» **Objective**
Write out every line of the data below word for word, keeping the lines in their original order.

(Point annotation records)
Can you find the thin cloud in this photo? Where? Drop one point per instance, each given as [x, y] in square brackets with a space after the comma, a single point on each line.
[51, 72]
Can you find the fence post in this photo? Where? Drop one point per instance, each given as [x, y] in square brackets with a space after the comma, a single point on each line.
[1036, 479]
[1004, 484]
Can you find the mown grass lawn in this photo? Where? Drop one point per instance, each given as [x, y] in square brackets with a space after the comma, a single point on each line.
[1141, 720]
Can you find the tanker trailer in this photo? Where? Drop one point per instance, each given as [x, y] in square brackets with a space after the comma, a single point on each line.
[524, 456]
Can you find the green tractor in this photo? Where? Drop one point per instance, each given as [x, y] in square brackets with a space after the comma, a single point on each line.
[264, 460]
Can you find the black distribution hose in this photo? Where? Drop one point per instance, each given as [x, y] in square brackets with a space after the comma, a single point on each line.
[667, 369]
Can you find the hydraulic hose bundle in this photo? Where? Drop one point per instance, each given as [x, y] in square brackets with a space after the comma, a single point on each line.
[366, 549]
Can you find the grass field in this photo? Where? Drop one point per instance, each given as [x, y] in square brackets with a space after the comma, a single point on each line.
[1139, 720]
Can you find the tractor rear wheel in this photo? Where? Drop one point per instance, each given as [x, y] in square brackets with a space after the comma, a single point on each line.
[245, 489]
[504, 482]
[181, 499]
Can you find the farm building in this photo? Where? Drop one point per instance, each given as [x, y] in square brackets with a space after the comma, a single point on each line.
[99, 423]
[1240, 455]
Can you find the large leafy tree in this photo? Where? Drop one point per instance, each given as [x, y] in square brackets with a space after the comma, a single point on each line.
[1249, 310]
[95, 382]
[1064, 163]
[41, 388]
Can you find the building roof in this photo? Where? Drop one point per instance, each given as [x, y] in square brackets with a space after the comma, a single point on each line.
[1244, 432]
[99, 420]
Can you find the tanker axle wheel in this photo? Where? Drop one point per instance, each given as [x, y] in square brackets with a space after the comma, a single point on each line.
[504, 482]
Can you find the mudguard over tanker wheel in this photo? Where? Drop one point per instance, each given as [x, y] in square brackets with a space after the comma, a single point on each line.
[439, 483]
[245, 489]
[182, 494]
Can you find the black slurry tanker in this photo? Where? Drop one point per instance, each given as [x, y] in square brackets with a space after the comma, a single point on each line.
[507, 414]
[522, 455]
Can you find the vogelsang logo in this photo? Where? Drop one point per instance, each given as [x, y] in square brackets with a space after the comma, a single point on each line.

» **Task solution**
Can you find the thin cloud in this photo? Where? Drop one point per instance, each given as [x, y] in square brackets with a space after the comma, a single point on each line.
[51, 72]
Can you find the fence post in this photo? Where? Drop one point per instance, each given as [x, y] in square brackets with a space after the comma, a single point on each line.
[1036, 479]
[1004, 484]
Can you find the mown grass lawn in this photo? Where? Drop one point per instance, each given as [x, y] in square brackets with a space after the comma, a single point on each line.
[1141, 720]
Can you find the tanker trailer in this photo? Where? Drop one point per instance, each given as [x, y] in square brackets with a space after the comma, a single point on each line.
[524, 456]
Can you find the green tractor in this photo? Where? Drop one point per instance, each given as [x, y] in square brackets with a space after the comma, a single point on each line.
[264, 460]
Can you find the black distribution hose in this photo? Where? Drop one point per instance, each given as [x, y] in square brackets with a space after the comma, a single point on each line.
[667, 369]
Can you find the hydraulic hose bundle in this photo? Where? Drop one point per instance, each given as [x, y] in square brackets with a space after the comma, a single point on each line.
[366, 549]
Can you find the grass field in this photo? Where? Drop one point per instance, each given as [x, y] in square brackets with a space after the comma, a single point on each line.
[1139, 720]
Can you find the tractor rear wheel in this photo? Where? Drop one point per instance, each given as [x, y] in square brackets with a space after the comma, a single point on each line.
[245, 489]
[504, 482]
[181, 499]
Can you find the farm building in this photo? Where? Drop one point per instance, each given as [x, y] in square brackets with a space after the comma, a single point on each line.
[99, 423]
[1240, 455]
Can you find the large leafy tree in this photo? Where? Drop one point per instance, each given as [x, y] in square brackets with a space after the comma, a single point on each line.
[1249, 310]
[95, 382]
[1064, 163]
[41, 388]
Can you find the building roof in this photo? Where? Drop one point per instance, each given as [x, y] in square brackets with a space after the comma, a single point on each line.
[1244, 432]
[99, 420]
Can you find the tanker axle wheel in this photo? Where? Drop one point per instance, each given as [x, y] in square brackets with a space after the comma, a single point on each line.
[504, 482]
Can you find the mudguard over tanker wheel in this photo? Where? Drop one point per instance, each given as [x, y] in square brackets with a space after the comma, a single point on each line.
[439, 483]
[245, 489]
[182, 494]
Can you find the black slurry tanker in this photo? Where? Drop one point per instance, each given as [x, y] in square brackets with a space after the comma, a single point on each line.
[507, 414]
[522, 455]
Can you find the vogelsang logo in this photo? Where? Drop one point per instance, each given as [x, y] in square brackets with a space after the comma, a single point on each line.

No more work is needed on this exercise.